━━━ Reading text ━━━

We now turn to the question whether Precision and its officers were “sellers” or “controllers” within the meaning of Sections 12 and 15. The district court found that Precision was the principal of Armstrong, for the “best efforts” underwriting agreement constituted proof that an agency relationship existed between Precision and Armstrong. Thus that court held that Precision was a “seller” under Section 12. The court alternatively found that Precision controlled Armstrong within the meaning of Section 15. However, Precision was held not liable to appellants under either Section 12(2) or Section 15 because, in each instance, it had carried its burden of proving that it did not know and in the exercise of reasonable care could not have known of the alleged omission. This being so, it followed that, inasmuch as Precision was not found liable under Section 12, defendants Tashman and Schwartz, officers and directors of Precision, could not be liable under Section 15, for, Precision not being liable under Section 12, they could not have been controlling a person liable under Section 12.

We harbor serious doubts about the district court’s conclusion that appellees were “sellers” or “controlling persons” within the meaning of the statute.3 We do not reach this question, however, for assuming, arguendo, that appellees were indeed sellers or were in control, we agree with the district court that they have shown that they are entitled to the benefit of the defense provided in both Sections 12 and 15. Both sections specifically provide that a defendant may exculpate himself from liability by fulfilling his burden of proving that he did not know, and in the exercise of reason*842able care could not have known, in the case of Section 12 liability, of the alleged untruth or omission, or, in the case of Section 15 liability, of the existence of the facts by reason of which the liability of the controlled person is alleged to exist.

First of all, it seems evident that Precision and its officers had no actual knowledge that Armstrong would neither remit proceeds nor consummate the sales transactions promptly; for obviously it would have been against Precision’s own interests to continue to retain Armstrong as its underwriter once these facts became known. Nevertheless, appellants contend that appellees had actual knowledge that the sales would not be consummated promptly, for appellees did not have the stock certificates for their stock issue printed until late in December of 1961, and the last sale here in question occurred on December 8, 1961. Ordinarily, perhaps, it could be inferred from the delay in printing the stock certificate that Precision did have knowledge that the sales would not be consummated quickly; however, here there were mitigating factors. At the times when these appellants were prejudiced by the alleged misleading omission, i. e., when they were sold the Precision stock between November 21 and December 8, Precision either did not know that any stock had been sold or it had been told by Armstrong that though some sales had been made funds from the purchasers had not yet “come in.” Moreover, Precision had asked Armstrong, in late November, to examine and approve a sample stock certificate drafted by Precision, and Armstrong failed to indicate any suggestions relative to an approval of the sample until late December. This delay does not import guilty knowledge to Precision, for of course Precision felt no urgency in the matter; Armstrong had reported that no funds from sales had yet been received and therefore there was no need to hurry the printing of certificates.

━━━ Extracted records ━━━

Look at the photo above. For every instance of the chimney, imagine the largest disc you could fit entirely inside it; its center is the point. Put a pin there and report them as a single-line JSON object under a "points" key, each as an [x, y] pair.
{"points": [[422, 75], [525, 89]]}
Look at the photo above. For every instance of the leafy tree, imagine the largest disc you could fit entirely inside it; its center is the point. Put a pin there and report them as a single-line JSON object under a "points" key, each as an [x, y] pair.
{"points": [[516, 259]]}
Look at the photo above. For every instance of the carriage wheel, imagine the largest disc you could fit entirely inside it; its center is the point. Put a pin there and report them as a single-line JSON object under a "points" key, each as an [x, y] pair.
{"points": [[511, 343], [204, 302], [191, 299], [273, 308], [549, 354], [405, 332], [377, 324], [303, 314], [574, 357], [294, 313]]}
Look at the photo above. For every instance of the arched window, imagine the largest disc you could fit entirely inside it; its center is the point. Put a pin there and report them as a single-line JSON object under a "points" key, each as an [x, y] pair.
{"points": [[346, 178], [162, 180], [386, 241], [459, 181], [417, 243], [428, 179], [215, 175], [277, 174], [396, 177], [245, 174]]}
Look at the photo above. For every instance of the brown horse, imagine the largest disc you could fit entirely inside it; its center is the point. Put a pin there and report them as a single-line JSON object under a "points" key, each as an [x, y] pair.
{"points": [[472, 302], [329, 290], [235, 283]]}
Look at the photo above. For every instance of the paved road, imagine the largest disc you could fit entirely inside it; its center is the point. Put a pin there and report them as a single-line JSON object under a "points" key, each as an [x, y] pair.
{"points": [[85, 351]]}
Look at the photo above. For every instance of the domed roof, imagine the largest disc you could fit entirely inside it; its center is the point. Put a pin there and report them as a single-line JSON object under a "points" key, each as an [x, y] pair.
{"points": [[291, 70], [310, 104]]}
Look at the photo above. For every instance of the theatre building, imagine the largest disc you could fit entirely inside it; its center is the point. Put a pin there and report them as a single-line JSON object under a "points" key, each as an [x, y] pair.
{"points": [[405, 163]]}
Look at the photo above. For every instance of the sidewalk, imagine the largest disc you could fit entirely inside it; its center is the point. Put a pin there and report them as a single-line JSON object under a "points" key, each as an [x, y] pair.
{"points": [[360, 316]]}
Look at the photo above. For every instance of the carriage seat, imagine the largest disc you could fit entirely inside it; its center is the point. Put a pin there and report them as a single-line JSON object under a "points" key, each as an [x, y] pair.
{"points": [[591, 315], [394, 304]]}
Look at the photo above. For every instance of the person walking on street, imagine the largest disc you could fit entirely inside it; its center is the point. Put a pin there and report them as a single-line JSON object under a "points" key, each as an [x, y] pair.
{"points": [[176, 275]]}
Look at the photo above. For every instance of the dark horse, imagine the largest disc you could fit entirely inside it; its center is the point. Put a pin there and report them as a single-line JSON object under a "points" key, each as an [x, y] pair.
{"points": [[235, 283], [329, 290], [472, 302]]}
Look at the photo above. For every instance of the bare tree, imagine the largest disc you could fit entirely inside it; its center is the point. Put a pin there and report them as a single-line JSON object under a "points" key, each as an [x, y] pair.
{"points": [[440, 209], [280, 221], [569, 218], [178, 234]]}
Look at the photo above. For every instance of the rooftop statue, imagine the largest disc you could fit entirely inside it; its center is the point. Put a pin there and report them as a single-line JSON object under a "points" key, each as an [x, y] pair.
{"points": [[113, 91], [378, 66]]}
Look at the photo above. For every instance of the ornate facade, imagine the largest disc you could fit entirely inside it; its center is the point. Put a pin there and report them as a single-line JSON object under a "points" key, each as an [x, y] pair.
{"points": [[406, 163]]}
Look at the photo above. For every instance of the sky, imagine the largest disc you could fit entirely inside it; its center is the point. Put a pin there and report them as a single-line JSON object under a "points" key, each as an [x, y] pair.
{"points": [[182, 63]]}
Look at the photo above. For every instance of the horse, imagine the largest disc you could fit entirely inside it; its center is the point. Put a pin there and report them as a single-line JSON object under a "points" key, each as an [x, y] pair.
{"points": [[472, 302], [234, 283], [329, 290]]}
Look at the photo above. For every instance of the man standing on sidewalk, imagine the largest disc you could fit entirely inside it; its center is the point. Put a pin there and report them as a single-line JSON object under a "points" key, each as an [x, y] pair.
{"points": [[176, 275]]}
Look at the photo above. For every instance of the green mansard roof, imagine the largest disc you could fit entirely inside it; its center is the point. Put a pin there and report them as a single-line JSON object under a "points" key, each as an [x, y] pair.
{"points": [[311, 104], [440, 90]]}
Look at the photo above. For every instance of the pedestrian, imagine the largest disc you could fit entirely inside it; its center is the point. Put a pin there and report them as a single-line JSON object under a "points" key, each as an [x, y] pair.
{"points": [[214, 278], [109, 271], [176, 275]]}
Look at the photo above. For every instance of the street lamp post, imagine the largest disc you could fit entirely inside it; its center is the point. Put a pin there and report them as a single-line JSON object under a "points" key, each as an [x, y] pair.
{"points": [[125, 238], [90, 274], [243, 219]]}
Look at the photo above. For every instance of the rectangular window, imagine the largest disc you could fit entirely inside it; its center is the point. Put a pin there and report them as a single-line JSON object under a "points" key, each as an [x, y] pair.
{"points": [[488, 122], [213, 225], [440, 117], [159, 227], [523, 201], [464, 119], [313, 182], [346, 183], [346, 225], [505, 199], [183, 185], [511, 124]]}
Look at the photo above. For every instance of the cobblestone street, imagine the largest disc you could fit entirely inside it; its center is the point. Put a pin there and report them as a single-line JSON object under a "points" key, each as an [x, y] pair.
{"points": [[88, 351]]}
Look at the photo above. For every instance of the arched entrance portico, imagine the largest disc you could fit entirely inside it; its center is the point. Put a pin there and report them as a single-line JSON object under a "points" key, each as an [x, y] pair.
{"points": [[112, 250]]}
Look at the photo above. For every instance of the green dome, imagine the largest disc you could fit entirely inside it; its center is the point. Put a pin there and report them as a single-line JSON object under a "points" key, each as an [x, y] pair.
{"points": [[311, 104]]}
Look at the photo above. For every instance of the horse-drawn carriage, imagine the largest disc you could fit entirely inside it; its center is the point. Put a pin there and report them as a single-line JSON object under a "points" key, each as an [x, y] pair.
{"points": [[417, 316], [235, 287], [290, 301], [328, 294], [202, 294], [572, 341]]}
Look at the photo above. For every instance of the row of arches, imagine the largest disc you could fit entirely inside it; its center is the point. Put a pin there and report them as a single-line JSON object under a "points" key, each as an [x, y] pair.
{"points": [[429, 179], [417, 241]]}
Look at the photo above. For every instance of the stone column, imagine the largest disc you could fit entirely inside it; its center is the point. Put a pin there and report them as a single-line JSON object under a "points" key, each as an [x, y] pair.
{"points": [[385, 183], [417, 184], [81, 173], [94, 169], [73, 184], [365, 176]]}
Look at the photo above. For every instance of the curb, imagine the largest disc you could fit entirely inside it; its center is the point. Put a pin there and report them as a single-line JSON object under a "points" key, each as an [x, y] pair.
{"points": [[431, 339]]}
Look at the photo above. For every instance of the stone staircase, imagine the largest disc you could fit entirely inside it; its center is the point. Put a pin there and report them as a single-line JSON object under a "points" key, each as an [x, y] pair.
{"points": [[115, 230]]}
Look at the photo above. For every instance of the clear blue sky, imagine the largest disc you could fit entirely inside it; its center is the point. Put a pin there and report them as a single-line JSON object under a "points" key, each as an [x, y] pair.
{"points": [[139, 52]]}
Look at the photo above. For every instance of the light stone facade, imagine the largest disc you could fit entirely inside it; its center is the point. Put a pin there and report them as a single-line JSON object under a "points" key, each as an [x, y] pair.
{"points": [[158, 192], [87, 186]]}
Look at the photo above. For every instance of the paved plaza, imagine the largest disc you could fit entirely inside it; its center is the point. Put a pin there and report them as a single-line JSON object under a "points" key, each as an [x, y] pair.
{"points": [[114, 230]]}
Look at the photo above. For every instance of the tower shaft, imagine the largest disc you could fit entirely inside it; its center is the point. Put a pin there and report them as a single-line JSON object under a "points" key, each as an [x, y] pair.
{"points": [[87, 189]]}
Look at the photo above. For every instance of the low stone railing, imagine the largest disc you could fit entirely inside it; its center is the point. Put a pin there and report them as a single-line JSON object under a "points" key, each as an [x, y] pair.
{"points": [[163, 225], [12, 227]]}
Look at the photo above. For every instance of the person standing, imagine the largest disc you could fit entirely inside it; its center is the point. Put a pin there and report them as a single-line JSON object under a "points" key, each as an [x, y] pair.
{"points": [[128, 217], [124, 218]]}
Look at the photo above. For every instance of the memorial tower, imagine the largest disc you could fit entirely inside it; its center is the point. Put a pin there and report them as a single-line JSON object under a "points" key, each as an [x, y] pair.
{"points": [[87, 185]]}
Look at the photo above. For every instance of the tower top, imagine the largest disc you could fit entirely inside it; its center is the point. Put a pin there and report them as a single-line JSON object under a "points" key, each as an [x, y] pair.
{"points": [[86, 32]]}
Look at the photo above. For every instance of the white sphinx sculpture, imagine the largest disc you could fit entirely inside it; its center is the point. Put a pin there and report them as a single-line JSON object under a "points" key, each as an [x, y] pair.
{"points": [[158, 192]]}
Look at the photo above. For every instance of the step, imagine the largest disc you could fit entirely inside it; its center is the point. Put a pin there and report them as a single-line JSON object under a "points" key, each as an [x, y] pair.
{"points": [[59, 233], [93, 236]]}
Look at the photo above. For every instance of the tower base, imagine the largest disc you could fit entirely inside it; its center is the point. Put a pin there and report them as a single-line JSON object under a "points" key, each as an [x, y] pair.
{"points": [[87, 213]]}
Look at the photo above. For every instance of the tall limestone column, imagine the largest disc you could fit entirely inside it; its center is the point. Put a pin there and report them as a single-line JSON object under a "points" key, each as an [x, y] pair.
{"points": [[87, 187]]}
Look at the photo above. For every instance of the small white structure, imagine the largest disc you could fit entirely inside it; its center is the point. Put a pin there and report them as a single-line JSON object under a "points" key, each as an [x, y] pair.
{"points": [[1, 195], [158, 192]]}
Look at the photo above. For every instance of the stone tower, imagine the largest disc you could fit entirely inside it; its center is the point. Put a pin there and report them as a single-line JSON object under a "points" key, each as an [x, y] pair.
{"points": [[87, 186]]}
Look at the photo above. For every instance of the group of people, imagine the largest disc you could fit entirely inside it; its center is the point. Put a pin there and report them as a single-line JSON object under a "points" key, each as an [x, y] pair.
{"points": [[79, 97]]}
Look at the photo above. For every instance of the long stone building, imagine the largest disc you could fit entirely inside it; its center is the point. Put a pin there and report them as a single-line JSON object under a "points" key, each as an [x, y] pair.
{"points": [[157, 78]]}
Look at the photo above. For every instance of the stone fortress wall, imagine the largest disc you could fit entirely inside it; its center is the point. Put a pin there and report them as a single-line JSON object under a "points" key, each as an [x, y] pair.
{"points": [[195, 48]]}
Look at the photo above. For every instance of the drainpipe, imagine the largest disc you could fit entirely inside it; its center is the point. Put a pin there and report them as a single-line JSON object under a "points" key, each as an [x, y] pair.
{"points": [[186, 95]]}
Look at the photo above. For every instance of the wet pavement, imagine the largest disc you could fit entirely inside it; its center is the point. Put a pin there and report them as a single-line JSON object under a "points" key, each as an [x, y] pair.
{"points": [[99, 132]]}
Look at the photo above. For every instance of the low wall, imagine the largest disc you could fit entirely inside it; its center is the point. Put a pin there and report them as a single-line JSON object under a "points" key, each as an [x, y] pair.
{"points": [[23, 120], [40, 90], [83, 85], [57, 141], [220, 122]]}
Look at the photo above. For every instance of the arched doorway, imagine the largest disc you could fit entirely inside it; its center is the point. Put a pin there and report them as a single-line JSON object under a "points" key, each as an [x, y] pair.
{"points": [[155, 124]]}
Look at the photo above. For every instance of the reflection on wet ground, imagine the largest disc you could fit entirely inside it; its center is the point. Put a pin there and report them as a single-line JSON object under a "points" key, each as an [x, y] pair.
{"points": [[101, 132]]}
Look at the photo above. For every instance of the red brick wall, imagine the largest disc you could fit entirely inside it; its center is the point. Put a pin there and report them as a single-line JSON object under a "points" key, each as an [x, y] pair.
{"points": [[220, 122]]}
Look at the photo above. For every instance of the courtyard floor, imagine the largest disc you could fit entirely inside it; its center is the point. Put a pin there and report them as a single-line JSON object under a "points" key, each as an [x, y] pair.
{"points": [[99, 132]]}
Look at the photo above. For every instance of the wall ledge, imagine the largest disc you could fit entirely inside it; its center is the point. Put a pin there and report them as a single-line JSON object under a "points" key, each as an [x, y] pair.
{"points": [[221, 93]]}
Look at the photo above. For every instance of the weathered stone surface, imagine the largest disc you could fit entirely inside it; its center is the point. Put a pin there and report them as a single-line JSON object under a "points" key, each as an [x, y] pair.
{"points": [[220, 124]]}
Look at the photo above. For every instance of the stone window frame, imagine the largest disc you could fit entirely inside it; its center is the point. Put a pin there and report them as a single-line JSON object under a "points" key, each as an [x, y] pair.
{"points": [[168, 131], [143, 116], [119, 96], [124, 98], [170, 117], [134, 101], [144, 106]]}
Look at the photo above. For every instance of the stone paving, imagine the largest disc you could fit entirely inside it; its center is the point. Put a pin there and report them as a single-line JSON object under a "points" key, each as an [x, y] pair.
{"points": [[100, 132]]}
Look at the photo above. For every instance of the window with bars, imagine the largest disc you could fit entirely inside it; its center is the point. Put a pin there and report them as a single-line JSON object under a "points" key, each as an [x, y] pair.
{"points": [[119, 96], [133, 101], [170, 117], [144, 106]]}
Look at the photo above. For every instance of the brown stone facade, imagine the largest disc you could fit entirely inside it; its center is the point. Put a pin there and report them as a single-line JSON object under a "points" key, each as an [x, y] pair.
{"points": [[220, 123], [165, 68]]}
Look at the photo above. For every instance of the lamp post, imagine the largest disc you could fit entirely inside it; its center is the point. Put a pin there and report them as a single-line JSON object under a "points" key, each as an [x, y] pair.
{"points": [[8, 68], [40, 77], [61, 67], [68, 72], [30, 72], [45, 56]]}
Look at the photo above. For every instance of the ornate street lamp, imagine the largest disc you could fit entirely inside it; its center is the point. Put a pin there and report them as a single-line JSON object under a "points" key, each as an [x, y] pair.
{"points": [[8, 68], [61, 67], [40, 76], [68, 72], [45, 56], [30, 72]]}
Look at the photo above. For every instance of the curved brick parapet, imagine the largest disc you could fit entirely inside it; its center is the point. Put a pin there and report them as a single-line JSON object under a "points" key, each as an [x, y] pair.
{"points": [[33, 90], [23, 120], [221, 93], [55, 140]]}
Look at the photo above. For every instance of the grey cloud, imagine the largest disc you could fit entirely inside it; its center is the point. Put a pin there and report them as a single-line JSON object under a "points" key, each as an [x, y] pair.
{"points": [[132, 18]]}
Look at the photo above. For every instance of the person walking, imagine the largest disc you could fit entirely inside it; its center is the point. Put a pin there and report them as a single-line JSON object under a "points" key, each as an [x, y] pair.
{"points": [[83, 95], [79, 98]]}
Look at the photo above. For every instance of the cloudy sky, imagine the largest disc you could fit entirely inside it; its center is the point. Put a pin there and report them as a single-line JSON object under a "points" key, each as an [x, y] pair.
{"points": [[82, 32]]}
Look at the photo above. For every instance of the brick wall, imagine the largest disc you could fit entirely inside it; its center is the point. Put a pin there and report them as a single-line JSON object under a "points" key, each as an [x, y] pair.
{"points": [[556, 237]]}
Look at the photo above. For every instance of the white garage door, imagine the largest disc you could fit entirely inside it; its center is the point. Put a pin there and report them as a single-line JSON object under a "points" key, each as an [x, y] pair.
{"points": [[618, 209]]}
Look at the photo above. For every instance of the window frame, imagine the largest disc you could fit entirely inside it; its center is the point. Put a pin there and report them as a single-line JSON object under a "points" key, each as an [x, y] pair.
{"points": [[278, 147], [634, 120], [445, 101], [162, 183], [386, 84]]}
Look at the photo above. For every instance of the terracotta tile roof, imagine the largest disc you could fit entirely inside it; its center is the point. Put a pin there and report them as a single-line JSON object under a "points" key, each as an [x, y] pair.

━━━

_Set tasks_:
1/ Summarize the court opinion excerpt in two sentences.
2/ Output the part of the court opinion excerpt that starts at "We harbor serious" and ends at "alleged to exist.", reproducing it word for word.
3/ According to the court opinion excerpt, what did Precision ask Armstrong to do in late November?

_Answers in order_:
1/ The district court found that Precision was a "seller" under Section 12 and alternatively a controller of Armstrong under Section 15, but held it not liable because it proved it did not know and could not reasonably have known of the alleged omission. The opinion doubts those findings but, assuming them, agrees that the defense applies, holding that Precision and its officers had no actual knowledge of Armstrong's failures and that the delay in printing stock certificates does not import guilty knowledge.

2/
We harbor serious doubts about the district court’s conclusion that appellees were “sellers” or “controlling persons” within the meaning of the statute.3 We do not reach this question, however, for assuming, arguendo, that appellees were indeed sellers or were in control, we agree with the district court that they have shown that they are entitled to the benefit of the defense provided in both Sections 12 and 15. Both sections specifically provide that a defendant may exculpate himself from liability by fulfilling his burden of proving that he did not know, and in the exercise of reason*842able care could not have known, in the case of Section 12 liability, of the alleged untruth or omission, or, in the case of Section 15 liability, of the existence of the facts by reason of which the liability of the controlled person is alleged to exist.

3/ To examine and approve a sample stock certificate drafted by Precision.